## Set exercise 1:
Using the Connecticut electricity passage, answer the following:
(a) On what date did the Standard Offers expire?
(b) Over what period did the Transitional Standard Offers run?
(c) Under the Transitional Standard Offers, rates could rise to the level in effect on what date?
## Set exercise 2:
Reproduce the part of the Connecticut electricity passage between "Peter Boucher and" and "297-4690 or email@example.com.", inclusive, without changing a word.
## Set exercise 3:
Carry on writing the Connecticut electricity passage, starting after its last sentence.

## Selected passage:
However, the cost of producing electricity in the newly competitive electricity market was often higher than the electricity cost built into the Standard Offers over the past four years, primarily because of the 10 percent rate cut. For that reason, very few consumers signed up with competitive suppliers, and few competitive suppliers entered Connecticut's competitive retail electricity market. The expiration of the Standard Offers on Jan. 1, 2004 loomed as a potentially damaging rate shock event in that marketplace. In order to address this potential crisis before it unfolded, the legislature acted in 2003 to amend the 1998 legislation in several important regards. The impetus for this measure - P.A. 03-135 - was the recognition by the legislature that retail electric competition had not developed to the extent envisioned at the time of the passage of P.A. 98-28, and that adjustments to the electric restructuring law were therefore needed.
Because the overwhelming majority of Connecticut's retail electric customers continued to purchase electricity under the Standard Offers (and because the Standard Offers were exempt from the Portfolio Standards), there has been little demand in Connecticut for electricity provided by competitive suppliers, and thus little demand for renewable energy.
P.A. 03-135 instituted a three-year Transitional Standard Offers (TSO) for CL&P and UI customers beginning Jan. 1, 2004 and ending on Dec. 31, 2006. Under the Transitional Standard Offers, retail electric rates would be permitted to rise to the level in effect on Dec. 31, 1996, in effect allowing an approximate 10 percent rise in those rates. Also, P.A. 03-135 made significant adjustments to the Portfolio Standards, most importantly, by requiring that CL&P's and UI's TSO service to comply with the Portfolio Standards. The combined effect of these significant changes will hopefully be: (1) an increased ability of competitive suppliers to profitably supply the Connecticut retail electric market at prices that beat the TSO pricing; and (2) a significant increase in the demand for electricity derived from renewable energy sources, leading to increased development of energy facilities utilizing such sources as fuel.
Stay tuned. It remains to be seen whether this second effort by the legislature will produce the desired consumer savings.
Peter Boucher and Gary A. Hale are senior lobbyists with Halloran & Sage Government Affairs, with offices in Hartford, Middletown, and Westport and Washington, D.C. Mr. Hale can be reached at (860) 297-4690 or firstname.lastname@example.org. Attorney Boucher can be reached at (860) 297-4690 or email@example.com.
(C) The Hartford Business Journal 2004. Reprinted with permission.

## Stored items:

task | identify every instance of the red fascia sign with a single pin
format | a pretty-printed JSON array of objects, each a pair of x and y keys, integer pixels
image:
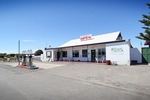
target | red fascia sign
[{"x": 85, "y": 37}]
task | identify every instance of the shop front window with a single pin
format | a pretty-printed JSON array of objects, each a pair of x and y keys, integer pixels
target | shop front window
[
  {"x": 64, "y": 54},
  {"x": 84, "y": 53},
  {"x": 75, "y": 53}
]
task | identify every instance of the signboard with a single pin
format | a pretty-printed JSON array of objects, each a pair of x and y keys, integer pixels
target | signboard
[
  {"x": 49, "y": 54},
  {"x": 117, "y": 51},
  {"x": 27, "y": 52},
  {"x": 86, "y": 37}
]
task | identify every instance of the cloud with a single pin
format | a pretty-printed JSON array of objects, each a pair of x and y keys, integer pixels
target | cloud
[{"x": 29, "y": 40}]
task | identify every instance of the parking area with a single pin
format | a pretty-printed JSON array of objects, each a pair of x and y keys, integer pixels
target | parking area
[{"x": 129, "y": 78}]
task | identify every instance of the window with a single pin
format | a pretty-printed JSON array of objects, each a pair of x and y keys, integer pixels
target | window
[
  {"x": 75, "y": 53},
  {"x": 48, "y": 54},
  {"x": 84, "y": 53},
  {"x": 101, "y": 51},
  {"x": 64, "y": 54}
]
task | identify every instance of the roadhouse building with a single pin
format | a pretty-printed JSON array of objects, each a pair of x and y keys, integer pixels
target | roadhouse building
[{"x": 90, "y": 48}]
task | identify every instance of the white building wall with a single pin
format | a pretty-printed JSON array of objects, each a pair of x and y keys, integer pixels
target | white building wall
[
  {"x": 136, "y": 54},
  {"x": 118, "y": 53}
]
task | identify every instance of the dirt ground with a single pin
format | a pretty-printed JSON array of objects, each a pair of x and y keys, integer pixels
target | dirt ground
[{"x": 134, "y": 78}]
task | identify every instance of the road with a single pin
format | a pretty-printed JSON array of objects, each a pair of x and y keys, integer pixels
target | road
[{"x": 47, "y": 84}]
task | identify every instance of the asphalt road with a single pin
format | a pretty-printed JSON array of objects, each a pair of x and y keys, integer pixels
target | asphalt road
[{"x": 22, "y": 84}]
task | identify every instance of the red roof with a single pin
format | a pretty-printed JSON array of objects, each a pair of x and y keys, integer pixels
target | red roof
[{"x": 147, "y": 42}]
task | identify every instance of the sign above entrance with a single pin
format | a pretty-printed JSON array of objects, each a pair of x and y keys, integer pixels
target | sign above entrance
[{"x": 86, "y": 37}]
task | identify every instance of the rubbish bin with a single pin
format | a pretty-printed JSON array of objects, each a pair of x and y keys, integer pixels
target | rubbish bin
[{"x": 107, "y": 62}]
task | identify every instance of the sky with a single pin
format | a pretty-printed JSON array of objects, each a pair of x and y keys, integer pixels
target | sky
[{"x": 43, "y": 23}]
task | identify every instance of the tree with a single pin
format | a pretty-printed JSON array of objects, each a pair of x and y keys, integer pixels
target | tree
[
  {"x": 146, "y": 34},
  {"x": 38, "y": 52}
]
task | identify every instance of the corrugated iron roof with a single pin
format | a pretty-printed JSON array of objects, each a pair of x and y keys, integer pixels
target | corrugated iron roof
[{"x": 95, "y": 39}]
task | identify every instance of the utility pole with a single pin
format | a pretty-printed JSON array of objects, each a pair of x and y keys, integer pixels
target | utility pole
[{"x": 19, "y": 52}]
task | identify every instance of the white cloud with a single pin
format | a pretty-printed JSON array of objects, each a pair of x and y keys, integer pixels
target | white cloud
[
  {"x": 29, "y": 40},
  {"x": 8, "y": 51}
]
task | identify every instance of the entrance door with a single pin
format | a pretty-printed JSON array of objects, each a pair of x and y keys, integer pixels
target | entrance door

## Result 1:
(a) Jan. 1, 2004
(b) From Jan. 1, 2004 through Dec. 31, 2006
(c) Dec. 31, 1996

## Result 2:
Peter Boucher and Gary A. Hale are senior lobbyists with Halloran & Sage Government Affairs, with offices in Hartford, Middletown, and Westport and Washington, D.C. Mr. Hale can be reached at (860) 297-4690 or firstname.lastname@example.org. Attorney Boucher can be reached at (860) 297-4690 or email@example.com.

## Result 3:
News & Events
12th Annual New England Energy Conference and Exposition
Halloran & Sage sponsored the 12th Annual New England Energy Conference and Exposition presented by the CT Power and Energy and Commerce Association and the Northeast Energy and Commerce Association.
As the current premiere energy conference in the Northeast, it was designed to appeal to a broad-ranging audience including: load aggregators and end-users; equipment suppliers and technology companies; finance and legal experts; risk managers; environmental, engineering and project professionals; commodity traders and wholesalers; generation and transmission companies; project developers and operators; utility representatives; government officials and industry regulators. All stake-holders in the evolving competitive energy marketplace were invited to participate.North American Energy: A Changing Landscape
Halloran & Sage was proud to be a sponsor of the New England-Canada Business Council's Twelfth Annual U.S.-Canada Energy Trade and Technology Conference titled North American Energy: A Changing Landscape.
This annual meeting brought together leading industry and government officials to discuss key trends shaping Canadian and U.S. energy markets, with a focus on the Northeast. The Conference provided insight on such issues as:
What is the outlook for new energy supply development in North America?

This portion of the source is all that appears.